» The problem:
Please reproduce exactly the line that contains "Identify a point for each instance of the string" and every line after it through the end of the records below, adding nothing else.

» Source data:
---------------

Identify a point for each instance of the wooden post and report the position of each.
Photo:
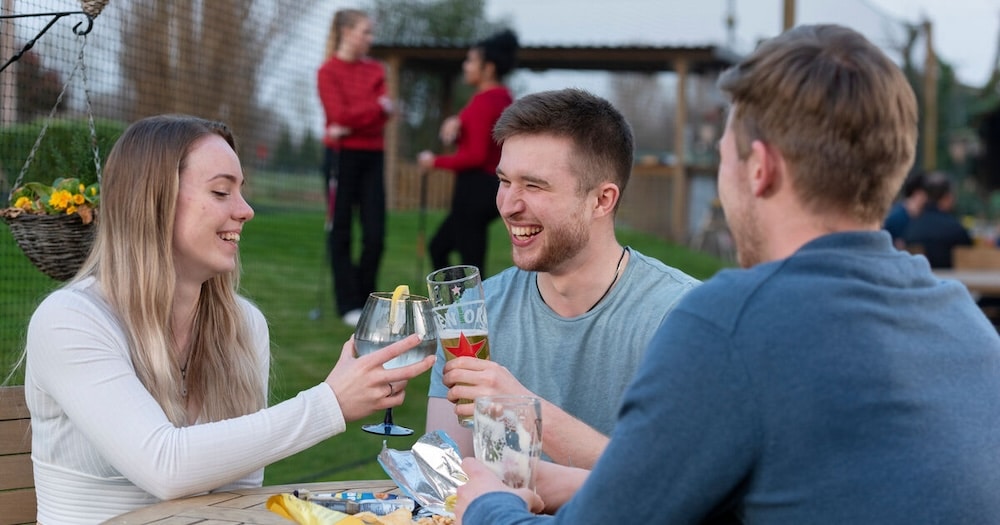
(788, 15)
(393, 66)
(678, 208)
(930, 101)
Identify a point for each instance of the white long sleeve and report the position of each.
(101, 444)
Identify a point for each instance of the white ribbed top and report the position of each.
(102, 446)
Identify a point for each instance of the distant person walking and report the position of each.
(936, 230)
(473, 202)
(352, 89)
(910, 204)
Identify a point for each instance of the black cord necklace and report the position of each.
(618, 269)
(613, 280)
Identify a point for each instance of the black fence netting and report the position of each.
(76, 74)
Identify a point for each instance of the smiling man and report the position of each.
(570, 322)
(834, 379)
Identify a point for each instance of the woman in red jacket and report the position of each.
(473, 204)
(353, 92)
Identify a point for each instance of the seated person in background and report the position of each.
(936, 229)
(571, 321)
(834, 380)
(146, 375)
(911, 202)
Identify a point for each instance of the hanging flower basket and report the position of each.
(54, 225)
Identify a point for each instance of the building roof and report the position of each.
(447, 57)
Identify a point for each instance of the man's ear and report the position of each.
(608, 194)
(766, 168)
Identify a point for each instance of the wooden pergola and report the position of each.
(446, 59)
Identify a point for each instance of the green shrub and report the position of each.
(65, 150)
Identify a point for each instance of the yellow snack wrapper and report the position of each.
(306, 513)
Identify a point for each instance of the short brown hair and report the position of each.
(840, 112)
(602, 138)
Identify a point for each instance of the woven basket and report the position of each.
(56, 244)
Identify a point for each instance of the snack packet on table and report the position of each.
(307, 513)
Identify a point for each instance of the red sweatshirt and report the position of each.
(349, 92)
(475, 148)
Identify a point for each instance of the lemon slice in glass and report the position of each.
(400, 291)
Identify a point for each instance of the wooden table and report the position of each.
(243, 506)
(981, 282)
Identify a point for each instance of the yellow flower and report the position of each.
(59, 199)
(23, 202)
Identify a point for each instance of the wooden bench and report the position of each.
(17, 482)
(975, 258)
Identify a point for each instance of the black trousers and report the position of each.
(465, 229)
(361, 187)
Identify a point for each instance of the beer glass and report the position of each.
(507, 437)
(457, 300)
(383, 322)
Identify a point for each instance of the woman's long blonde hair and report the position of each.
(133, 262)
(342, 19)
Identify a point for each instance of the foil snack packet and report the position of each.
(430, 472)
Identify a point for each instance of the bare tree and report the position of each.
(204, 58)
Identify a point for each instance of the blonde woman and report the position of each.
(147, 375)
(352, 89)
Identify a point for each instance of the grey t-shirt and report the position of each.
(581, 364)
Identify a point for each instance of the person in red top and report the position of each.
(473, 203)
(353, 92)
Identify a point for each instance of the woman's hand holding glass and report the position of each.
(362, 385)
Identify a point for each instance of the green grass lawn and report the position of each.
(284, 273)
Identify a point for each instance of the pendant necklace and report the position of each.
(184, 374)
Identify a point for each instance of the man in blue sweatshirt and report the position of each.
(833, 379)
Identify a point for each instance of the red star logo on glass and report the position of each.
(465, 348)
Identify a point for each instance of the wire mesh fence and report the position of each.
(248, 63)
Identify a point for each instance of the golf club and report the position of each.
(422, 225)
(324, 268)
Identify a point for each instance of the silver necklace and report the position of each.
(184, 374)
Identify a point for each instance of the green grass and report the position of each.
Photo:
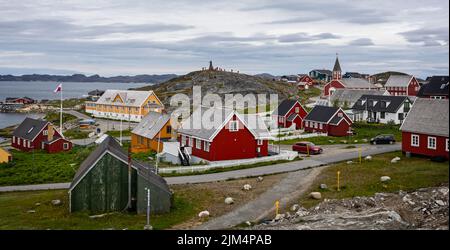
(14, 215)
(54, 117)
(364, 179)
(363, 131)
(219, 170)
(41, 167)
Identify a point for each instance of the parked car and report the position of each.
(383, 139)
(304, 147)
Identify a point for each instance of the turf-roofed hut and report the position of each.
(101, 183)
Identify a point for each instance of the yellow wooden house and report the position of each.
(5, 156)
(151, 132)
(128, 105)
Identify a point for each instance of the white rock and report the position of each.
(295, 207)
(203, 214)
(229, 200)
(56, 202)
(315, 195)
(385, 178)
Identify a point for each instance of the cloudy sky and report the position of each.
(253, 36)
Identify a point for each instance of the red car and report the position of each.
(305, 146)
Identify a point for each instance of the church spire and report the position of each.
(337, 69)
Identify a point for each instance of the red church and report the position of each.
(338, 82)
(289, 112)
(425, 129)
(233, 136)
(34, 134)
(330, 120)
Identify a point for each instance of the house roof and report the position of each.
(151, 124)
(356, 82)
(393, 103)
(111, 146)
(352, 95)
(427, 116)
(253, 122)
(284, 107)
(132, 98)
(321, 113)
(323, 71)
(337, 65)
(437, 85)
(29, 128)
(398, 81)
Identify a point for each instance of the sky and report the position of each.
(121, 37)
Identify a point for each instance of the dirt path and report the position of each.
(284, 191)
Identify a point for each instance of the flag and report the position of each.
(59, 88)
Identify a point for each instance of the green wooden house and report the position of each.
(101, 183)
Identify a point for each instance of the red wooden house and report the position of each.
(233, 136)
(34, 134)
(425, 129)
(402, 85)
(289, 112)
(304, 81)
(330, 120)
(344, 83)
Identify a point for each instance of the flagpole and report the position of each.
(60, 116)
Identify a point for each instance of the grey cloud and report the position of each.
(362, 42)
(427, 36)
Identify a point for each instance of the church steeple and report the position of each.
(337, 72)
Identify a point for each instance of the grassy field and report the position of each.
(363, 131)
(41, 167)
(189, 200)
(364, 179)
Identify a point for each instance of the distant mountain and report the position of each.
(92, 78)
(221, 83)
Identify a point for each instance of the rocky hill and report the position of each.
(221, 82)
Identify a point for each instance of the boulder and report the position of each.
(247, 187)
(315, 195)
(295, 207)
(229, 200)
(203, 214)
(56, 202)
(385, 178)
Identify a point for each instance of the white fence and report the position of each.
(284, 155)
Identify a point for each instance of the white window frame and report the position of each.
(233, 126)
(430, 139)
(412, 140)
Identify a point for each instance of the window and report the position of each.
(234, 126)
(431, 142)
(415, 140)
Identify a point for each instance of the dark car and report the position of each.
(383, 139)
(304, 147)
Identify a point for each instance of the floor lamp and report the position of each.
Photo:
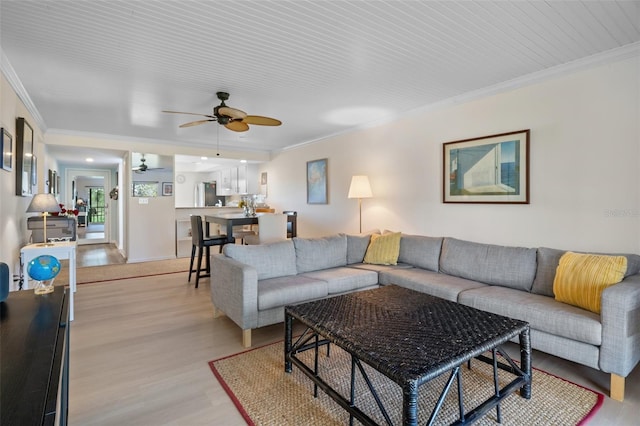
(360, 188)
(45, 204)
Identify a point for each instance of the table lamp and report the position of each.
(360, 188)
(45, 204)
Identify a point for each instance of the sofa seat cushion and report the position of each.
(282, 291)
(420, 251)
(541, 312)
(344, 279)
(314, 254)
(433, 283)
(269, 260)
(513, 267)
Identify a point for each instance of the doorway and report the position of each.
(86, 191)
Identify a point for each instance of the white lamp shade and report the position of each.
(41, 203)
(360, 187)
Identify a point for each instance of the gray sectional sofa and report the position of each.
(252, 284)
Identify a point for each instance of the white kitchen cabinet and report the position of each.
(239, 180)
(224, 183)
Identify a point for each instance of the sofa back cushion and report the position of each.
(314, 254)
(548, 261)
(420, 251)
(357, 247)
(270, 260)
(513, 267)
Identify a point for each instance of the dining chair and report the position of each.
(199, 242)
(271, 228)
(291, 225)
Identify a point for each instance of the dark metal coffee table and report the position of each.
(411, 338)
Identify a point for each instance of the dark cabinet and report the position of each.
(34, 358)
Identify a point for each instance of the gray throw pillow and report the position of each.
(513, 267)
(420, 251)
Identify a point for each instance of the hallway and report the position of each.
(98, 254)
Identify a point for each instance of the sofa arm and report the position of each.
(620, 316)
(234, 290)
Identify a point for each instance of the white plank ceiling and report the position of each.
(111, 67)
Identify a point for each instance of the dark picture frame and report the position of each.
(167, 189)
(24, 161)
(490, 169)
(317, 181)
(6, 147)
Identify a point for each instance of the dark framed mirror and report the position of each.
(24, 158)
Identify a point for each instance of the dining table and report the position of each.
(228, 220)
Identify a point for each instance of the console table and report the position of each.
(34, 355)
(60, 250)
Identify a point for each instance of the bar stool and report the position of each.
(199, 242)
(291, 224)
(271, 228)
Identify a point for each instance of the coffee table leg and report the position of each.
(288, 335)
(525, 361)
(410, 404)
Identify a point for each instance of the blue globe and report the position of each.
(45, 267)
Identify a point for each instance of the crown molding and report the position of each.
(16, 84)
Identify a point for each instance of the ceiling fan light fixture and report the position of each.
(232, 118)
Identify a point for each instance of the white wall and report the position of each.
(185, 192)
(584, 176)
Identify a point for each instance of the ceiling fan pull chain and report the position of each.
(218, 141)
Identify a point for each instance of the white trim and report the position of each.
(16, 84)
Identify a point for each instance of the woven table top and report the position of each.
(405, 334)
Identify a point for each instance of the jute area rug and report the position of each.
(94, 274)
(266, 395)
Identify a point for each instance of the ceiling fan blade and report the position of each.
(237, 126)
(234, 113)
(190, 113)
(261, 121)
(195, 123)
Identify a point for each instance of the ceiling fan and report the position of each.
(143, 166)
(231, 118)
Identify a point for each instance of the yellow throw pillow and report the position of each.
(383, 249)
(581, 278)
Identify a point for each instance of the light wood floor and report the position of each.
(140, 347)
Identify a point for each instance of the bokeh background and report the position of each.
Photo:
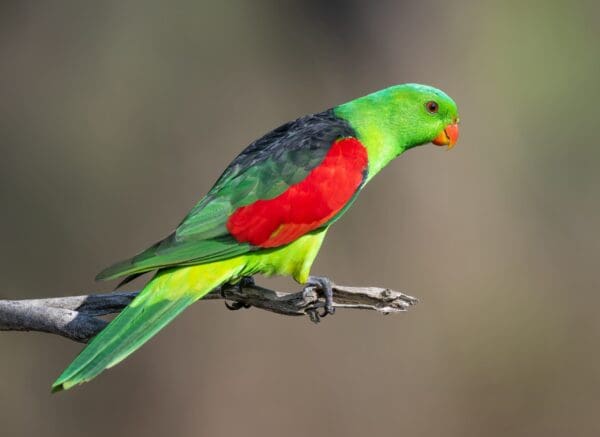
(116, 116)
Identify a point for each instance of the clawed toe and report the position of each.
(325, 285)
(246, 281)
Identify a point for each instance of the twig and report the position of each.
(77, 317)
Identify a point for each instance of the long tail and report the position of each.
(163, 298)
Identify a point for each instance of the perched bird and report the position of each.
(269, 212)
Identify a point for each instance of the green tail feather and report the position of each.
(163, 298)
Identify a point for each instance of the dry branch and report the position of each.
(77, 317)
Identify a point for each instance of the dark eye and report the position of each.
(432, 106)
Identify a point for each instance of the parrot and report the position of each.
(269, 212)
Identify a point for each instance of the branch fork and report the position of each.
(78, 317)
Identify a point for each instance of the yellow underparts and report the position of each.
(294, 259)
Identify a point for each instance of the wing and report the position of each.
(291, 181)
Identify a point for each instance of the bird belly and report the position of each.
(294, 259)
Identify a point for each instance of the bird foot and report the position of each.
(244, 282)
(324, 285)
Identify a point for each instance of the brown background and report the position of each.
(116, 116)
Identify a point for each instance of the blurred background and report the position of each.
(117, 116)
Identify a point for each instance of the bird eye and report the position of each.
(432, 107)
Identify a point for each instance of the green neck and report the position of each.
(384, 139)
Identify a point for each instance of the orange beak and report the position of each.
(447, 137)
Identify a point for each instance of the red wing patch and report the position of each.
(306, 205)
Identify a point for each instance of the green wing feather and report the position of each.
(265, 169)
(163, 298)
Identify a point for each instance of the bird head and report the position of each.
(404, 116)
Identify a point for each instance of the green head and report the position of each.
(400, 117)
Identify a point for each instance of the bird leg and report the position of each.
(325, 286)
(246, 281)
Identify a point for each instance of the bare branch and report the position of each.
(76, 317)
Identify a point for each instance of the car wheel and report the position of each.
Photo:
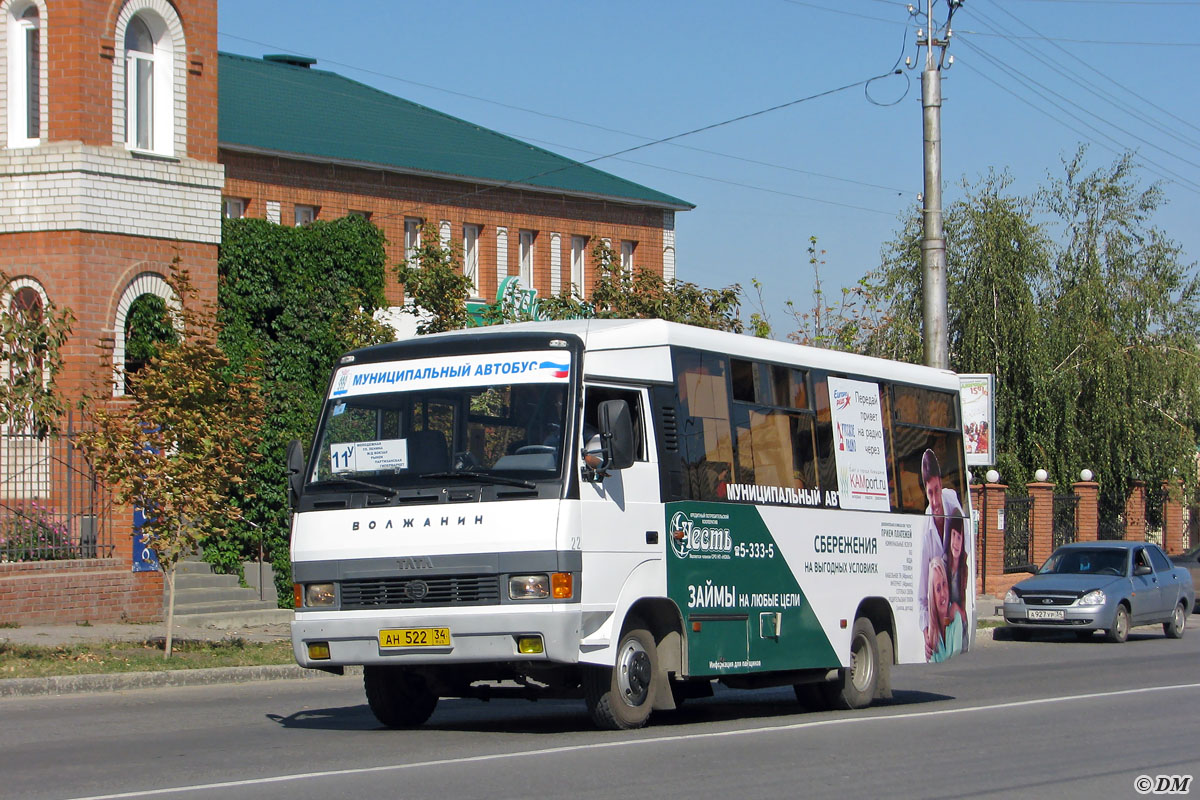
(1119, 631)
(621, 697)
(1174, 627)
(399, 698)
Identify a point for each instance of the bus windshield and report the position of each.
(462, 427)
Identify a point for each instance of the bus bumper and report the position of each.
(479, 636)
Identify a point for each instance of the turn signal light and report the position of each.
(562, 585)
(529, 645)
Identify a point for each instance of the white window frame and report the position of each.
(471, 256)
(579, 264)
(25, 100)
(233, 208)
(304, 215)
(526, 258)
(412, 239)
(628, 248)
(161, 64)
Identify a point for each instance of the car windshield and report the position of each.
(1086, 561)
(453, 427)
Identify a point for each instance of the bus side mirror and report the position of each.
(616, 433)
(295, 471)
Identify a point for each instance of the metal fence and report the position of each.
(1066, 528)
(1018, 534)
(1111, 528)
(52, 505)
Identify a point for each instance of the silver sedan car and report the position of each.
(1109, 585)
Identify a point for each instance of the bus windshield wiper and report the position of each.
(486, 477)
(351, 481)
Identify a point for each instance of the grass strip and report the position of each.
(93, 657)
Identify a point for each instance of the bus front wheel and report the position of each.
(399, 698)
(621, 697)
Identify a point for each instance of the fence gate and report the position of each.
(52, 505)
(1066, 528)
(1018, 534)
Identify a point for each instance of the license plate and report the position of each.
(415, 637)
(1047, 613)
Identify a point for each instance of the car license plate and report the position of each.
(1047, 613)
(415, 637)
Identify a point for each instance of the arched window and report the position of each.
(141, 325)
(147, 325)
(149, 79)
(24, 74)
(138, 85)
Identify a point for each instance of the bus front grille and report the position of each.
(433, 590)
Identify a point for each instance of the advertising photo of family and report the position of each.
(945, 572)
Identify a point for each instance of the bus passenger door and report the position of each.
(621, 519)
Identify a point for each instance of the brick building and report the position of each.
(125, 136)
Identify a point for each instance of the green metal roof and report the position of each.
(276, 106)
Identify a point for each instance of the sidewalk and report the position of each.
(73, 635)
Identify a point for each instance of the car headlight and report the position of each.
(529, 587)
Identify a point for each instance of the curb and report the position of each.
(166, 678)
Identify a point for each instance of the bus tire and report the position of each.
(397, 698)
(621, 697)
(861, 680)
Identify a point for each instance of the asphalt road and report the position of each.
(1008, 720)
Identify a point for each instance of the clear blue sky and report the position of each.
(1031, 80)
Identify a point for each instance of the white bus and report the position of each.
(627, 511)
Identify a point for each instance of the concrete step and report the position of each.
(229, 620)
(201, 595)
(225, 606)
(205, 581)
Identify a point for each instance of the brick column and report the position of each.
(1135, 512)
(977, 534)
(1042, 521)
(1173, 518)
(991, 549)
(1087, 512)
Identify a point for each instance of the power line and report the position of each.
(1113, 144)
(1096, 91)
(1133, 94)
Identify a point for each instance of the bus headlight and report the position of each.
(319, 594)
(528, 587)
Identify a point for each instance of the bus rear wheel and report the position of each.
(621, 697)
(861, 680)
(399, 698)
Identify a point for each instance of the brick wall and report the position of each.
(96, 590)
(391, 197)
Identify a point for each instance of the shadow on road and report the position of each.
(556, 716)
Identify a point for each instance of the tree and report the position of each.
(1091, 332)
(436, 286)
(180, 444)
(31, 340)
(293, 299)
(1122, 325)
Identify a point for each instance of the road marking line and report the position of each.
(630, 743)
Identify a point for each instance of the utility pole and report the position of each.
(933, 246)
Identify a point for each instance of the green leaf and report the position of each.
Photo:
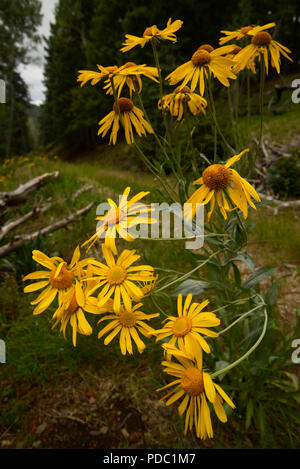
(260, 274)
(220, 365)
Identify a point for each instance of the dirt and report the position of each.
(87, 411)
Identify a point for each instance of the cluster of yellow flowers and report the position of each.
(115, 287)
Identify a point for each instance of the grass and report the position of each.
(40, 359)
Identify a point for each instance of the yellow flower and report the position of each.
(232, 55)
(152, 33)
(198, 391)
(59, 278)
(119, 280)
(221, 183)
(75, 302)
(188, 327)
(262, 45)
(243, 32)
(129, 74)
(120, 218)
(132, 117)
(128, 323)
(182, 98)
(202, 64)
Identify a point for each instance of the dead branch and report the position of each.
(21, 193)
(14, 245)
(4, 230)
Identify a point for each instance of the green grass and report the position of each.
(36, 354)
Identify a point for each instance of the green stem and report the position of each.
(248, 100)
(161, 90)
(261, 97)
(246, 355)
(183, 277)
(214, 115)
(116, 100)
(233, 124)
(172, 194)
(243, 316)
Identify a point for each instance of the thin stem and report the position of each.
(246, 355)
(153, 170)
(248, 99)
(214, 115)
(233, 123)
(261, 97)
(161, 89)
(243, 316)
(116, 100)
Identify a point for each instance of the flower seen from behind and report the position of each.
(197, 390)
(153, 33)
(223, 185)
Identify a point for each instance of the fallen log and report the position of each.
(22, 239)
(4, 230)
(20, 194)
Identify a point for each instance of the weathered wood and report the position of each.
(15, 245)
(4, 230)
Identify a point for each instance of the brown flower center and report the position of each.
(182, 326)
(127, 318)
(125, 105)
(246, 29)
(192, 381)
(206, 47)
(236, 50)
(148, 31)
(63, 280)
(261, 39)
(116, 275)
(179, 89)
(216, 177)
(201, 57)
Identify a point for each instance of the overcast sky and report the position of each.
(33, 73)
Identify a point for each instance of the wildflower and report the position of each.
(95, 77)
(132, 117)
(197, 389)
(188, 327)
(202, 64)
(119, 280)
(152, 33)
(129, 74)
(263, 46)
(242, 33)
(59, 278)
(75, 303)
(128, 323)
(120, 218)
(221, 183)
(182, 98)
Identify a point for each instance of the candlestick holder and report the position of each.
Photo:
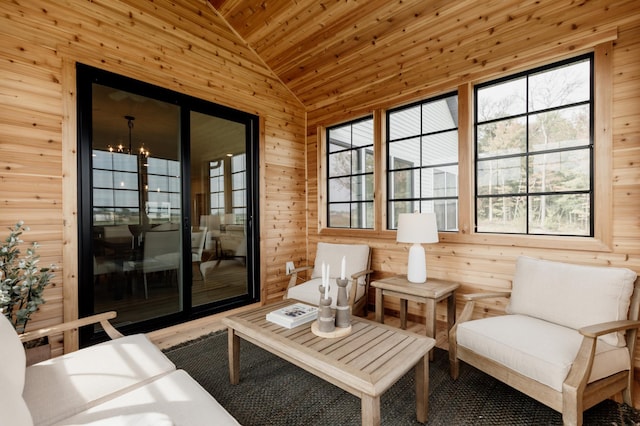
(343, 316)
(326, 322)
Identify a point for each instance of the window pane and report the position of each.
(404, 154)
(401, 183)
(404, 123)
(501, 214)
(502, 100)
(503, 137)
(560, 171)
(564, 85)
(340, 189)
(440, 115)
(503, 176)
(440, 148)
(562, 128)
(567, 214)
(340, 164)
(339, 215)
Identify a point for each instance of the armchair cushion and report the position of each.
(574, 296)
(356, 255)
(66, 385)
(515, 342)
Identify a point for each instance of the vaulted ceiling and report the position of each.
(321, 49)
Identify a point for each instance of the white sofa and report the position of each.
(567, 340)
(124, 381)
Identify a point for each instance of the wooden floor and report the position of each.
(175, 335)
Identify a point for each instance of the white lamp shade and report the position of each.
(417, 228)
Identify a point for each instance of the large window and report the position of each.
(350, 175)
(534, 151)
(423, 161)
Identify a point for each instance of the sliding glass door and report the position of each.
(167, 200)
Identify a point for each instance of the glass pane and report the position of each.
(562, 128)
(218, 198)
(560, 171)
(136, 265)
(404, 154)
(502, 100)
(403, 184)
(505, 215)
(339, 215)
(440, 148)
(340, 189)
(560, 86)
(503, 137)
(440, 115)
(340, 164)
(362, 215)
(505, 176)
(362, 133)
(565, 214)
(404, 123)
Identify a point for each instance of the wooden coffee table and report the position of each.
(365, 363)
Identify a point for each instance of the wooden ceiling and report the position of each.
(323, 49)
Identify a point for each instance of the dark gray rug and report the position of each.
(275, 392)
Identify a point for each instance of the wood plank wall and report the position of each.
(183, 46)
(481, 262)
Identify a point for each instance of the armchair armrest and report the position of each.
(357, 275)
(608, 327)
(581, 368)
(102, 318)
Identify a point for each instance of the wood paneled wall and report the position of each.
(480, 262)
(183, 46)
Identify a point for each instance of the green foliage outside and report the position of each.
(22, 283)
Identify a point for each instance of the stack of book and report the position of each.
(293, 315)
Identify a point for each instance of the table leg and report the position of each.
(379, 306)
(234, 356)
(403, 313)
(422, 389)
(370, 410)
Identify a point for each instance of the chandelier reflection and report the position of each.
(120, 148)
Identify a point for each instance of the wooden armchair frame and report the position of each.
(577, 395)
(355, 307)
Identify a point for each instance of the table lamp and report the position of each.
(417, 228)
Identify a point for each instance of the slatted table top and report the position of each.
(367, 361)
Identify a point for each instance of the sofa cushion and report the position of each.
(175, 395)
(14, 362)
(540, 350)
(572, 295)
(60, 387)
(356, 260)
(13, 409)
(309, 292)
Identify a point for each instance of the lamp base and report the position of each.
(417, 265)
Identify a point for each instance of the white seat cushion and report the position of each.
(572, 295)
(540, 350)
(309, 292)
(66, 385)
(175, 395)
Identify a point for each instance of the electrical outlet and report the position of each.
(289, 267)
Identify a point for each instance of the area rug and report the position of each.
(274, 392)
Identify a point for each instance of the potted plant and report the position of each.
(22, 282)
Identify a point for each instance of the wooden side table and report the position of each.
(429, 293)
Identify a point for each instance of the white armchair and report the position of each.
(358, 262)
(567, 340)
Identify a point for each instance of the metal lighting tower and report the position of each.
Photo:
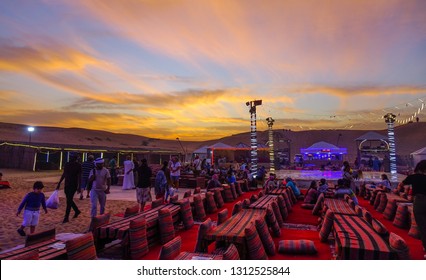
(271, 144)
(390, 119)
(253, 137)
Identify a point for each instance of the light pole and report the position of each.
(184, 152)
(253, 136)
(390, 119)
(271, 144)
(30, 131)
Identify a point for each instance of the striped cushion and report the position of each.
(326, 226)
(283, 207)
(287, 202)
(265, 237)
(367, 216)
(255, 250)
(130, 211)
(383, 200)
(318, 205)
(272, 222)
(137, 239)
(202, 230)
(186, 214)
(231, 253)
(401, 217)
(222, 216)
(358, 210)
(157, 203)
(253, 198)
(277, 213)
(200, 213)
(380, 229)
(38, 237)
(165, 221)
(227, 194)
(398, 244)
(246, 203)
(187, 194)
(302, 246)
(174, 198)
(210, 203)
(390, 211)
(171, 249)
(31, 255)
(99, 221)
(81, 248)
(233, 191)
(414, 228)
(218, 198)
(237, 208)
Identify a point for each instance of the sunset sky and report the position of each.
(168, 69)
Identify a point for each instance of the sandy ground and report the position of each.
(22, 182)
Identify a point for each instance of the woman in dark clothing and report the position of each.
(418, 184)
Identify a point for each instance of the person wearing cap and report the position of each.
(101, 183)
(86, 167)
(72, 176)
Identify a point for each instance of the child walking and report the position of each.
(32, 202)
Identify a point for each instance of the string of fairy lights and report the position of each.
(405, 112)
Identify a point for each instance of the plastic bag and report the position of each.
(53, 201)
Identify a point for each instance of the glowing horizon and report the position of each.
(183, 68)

---------------

» Answer section:
Identify a point for each instance of the string of fairy lights and report the position of each.
(405, 112)
Identify a point for each instance of the plastic bag and report the position of each.
(53, 201)
Identify a point for each instance of the glowing horizon and report the position of each.
(183, 68)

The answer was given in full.